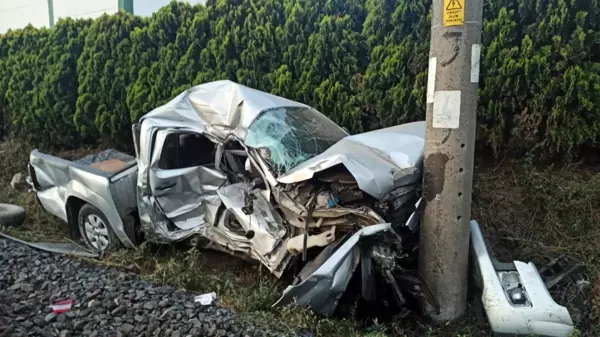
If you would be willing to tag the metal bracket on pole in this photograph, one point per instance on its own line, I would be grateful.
(449, 152)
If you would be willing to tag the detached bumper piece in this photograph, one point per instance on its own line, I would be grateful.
(514, 296)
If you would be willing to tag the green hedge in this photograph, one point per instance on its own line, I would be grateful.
(361, 62)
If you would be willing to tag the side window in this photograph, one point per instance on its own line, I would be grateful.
(182, 150)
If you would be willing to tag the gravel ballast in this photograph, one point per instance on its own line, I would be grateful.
(107, 302)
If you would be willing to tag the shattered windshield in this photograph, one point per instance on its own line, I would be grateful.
(292, 135)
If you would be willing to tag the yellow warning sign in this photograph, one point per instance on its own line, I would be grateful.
(454, 12)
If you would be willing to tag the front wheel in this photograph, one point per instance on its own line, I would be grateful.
(95, 229)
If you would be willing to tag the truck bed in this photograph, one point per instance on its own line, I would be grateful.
(106, 180)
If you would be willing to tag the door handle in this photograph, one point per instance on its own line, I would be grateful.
(164, 187)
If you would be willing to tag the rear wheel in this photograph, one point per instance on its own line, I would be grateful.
(95, 229)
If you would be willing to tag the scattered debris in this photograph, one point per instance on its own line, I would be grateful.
(266, 177)
(16, 180)
(206, 299)
(62, 306)
(514, 296)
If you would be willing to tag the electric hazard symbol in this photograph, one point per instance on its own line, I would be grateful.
(454, 12)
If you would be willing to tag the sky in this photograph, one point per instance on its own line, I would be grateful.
(147, 7)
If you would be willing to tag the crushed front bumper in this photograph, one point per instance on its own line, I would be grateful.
(514, 296)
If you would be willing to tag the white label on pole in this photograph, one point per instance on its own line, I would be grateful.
(431, 79)
(475, 62)
(446, 109)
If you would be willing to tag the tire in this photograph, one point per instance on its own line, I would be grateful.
(96, 232)
(11, 215)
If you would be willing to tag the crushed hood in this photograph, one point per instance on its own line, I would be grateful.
(379, 160)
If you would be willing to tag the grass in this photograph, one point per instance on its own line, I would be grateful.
(528, 213)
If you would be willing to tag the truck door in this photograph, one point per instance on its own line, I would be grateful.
(182, 177)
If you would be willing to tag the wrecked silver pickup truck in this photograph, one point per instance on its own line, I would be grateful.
(231, 168)
(244, 171)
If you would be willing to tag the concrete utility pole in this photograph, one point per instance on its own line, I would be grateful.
(453, 81)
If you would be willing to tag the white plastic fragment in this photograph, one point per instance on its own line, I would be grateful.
(206, 299)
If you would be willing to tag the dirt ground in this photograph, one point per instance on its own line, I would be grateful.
(529, 213)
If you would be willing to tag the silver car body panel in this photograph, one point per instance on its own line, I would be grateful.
(537, 313)
(60, 179)
(322, 289)
(379, 160)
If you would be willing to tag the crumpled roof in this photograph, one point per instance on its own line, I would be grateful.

■ About this exercise ■
Please print each entry exactly as it stands, without the pictures.

■ Written response ■
If you would be willing to tag the metal bracket on pole in this photograph, one point per instance on its own line, I would be grateful.
(449, 152)
If you would be willing to tag the detached bumper piece in this photograph, one point per instance on its own line, I would be grateful.
(514, 296)
If you would be willing to tag the green hedge in this photograph, one point per instance on its own line, I would be grateful.
(361, 62)
If you would be willing to tag the side window in this photograph, one point per instance on its own line, I would be grateful.
(182, 150)
If you would be willing to tag the gravel ballast in this photograph, one point per instance on its own line, I would be grateful.
(107, 302)
If you would be willing to tag the shattered windshield in this photograph, one point per instance on its own line, I would be grateful.
(292, 135)
If you would be willing to tag the yellow warning sign in this photograph, one point per instance on its own line, I would be grateful.
(454, 12)
If you would be willing to tag the front wheel in this photograph, one point per instance on its own line, I would be grateful.
(95, 229)
If you would be willing to tag the truck bed in this photograph, one point per instance on its own line, I would be grateful.
(106, 180)
If you would be willing to tag the door handle in this photograph, one point per instance on its own line, I would be grateful.
(164, 187)
If you would be willing to tag the rear wheel in this photograph, one point per instance on its own line, I would be grateful.
(95, 229)
If you would be willing to tag the scattered debris in this photograph, one point per instance on its own line, I would be grateful.
(266, 177)
(16, 180)
(206, 299)
(62, 306)
(514, 296)
If you would be willing to tag the electric hazard symbol in this photograph, one point per instance on its own line, I would be grateful.
(454, 12)
If you would be willing to tag the sky in this photograph, one point per instance on its own line, I would be grateful.
(147, 7)
If you would be willing to tag the crushed front bumper in this photograph, one point per instance on its own line, I would be grateful.
(514, 296)
If you would be willing to tag the white label on pole in this photograph, one point per instance on its own line, I would be grateful.
(431, 79)
(475, 62)
(446, 109)
If you would be willing to tag the tire in this photograph, one point per instance on its own line, I would be grateful.
(96, 232)
(11, 215)
If you would be willing to tag the crushed hood in this photograph, one point per instance on its own line, I would be grateful.
(379, 160)
If you would be willing to tag the grass in this photograph, one point per instance on its own line, I would be grateful.
(528, 213)
If you would be willing to tag the truck door in this photograph, one point per instance on its own line, I would be grateful.
(182, 177)
If you would be willing to tag the wrecked silver pickup truck in this photograph, one point per instance on its own line, I would be grateful.
(231, 168)
(244, 171)
If you would be willing to tag the concrete utility pole in this photograph, one point per instance on its own line, I would be grateful.
(453, 81)
If you would be willing to tag the white plastic fragment in this photograph, one point per instance on its own line, I would be grateful.
(206, 299)
If you would be willing to tag the dirt ground in this photograph, one point per instance on its own line, I would be grateful.
(529, 213)
If you would be willing to tag the silver car body panel in this photograph, one point per instance on its own line, I would be grateful.
(537, 313)
(60, 179)
(322, 289)
(379, 160)
If you would be willing to tag the crumpled roof in this photograph, one point per instance on its own line, I would be grateful.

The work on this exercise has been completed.